TASK TO COMPLETE>
Update the lines below by replacing "red berry" with "green leaf" and leaving everything else unchanged. Omit the pictures from your answer.

Picture shape labeling items:
begin

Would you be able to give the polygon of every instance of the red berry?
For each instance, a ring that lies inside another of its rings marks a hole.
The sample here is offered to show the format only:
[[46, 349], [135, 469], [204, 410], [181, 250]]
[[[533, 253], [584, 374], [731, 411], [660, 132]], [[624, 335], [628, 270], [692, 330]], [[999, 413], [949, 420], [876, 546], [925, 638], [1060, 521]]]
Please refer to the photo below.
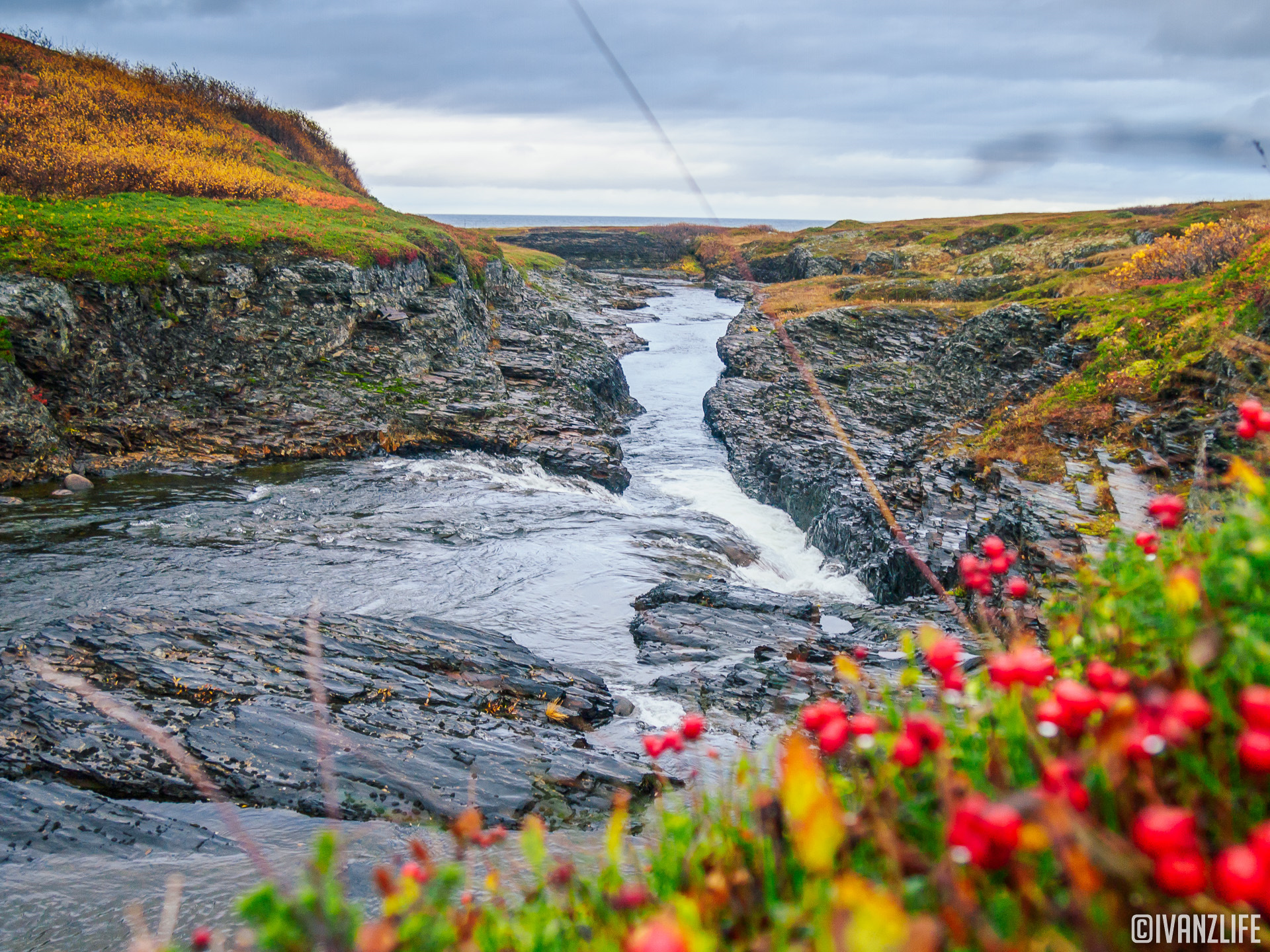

end

RESPONSE TO THE EXERCISE>
Would you be able to give the polygon of every instance of the green leaf?
For each instance, a ring that lies inside another of its rings marks a hole.
The sample here is offered to show the format only:
[[46, 349], [135, 469], [204, 410], [181, 250]]
[[[533, 253], [584, 374], [731, 411], [660, 132]], [[624, 335], [628, 270], [692, 330]], [[999, 413], [949, 420], [876, 546], [925, 638], [1060, 521]]]
Please refer to the photo below.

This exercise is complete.